**To do**
Locate each line in the records below that contains the string "woman", matching case exactly, and copy every such line.

— START Source data —

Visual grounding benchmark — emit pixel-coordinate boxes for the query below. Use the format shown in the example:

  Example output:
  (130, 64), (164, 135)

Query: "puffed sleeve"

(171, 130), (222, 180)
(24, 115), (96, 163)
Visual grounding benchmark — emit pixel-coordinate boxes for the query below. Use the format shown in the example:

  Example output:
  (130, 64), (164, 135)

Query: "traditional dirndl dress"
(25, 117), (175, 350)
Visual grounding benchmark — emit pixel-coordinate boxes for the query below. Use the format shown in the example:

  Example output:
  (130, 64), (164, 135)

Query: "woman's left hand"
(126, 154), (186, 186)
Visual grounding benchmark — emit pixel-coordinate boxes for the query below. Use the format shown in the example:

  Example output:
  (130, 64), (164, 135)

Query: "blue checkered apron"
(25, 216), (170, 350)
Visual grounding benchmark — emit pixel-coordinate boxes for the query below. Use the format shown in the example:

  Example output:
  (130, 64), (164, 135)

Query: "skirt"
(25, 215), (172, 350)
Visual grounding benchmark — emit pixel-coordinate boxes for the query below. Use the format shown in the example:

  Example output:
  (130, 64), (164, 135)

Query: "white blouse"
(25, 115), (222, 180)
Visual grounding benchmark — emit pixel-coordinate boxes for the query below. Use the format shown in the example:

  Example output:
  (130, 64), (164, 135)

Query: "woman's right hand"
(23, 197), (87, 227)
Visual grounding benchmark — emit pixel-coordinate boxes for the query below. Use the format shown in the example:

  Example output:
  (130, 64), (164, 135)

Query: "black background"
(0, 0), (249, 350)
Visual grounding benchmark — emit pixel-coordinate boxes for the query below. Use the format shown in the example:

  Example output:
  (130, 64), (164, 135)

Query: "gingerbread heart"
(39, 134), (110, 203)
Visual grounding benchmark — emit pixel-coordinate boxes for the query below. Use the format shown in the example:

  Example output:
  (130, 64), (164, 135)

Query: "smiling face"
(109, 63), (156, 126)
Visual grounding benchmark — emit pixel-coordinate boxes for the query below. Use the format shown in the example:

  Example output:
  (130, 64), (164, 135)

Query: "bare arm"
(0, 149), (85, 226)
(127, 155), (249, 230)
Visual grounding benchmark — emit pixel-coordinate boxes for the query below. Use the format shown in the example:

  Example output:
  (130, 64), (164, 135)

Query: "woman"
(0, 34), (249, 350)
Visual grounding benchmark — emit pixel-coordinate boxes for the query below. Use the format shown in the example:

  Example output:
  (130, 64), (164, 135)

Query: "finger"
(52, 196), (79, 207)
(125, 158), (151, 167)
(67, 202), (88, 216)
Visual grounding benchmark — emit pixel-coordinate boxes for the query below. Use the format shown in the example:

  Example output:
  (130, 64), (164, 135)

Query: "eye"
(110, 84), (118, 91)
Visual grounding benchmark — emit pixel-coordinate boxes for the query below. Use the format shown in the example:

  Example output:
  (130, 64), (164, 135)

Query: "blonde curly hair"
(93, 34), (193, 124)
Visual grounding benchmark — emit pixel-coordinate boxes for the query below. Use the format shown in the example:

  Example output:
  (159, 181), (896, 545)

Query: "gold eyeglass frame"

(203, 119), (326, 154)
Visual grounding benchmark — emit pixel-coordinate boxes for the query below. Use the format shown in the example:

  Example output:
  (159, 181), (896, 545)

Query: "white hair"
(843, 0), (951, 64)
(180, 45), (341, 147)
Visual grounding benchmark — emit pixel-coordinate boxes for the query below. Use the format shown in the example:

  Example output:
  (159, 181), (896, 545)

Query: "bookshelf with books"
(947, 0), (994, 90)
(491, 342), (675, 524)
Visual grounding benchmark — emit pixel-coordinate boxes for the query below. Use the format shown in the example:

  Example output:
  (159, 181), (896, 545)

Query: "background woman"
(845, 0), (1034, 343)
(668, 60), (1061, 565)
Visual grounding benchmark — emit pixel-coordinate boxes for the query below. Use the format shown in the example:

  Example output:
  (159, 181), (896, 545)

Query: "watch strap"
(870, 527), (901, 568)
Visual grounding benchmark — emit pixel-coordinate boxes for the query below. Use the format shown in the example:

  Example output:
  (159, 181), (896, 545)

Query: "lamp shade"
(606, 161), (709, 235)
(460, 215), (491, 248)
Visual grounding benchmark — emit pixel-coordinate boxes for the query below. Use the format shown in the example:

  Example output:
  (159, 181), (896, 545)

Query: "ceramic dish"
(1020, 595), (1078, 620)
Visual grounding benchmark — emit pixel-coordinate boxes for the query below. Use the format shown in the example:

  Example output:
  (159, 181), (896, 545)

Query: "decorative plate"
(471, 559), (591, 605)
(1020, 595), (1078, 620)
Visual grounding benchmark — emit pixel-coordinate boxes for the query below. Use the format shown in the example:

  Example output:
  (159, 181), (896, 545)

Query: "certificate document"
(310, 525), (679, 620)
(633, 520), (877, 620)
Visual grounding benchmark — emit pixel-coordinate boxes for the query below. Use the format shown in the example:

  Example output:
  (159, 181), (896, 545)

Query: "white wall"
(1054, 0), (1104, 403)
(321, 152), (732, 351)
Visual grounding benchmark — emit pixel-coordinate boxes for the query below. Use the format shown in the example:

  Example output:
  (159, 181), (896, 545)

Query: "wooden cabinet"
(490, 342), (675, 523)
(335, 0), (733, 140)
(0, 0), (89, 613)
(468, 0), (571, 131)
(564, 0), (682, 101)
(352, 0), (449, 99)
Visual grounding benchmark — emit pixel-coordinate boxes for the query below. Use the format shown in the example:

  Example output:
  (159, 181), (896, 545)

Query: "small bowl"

— END Source data —

**Solution**
Query: "woman's left hand"
Query: "woman's right hand"
Query: "woman"
Query: "background woman"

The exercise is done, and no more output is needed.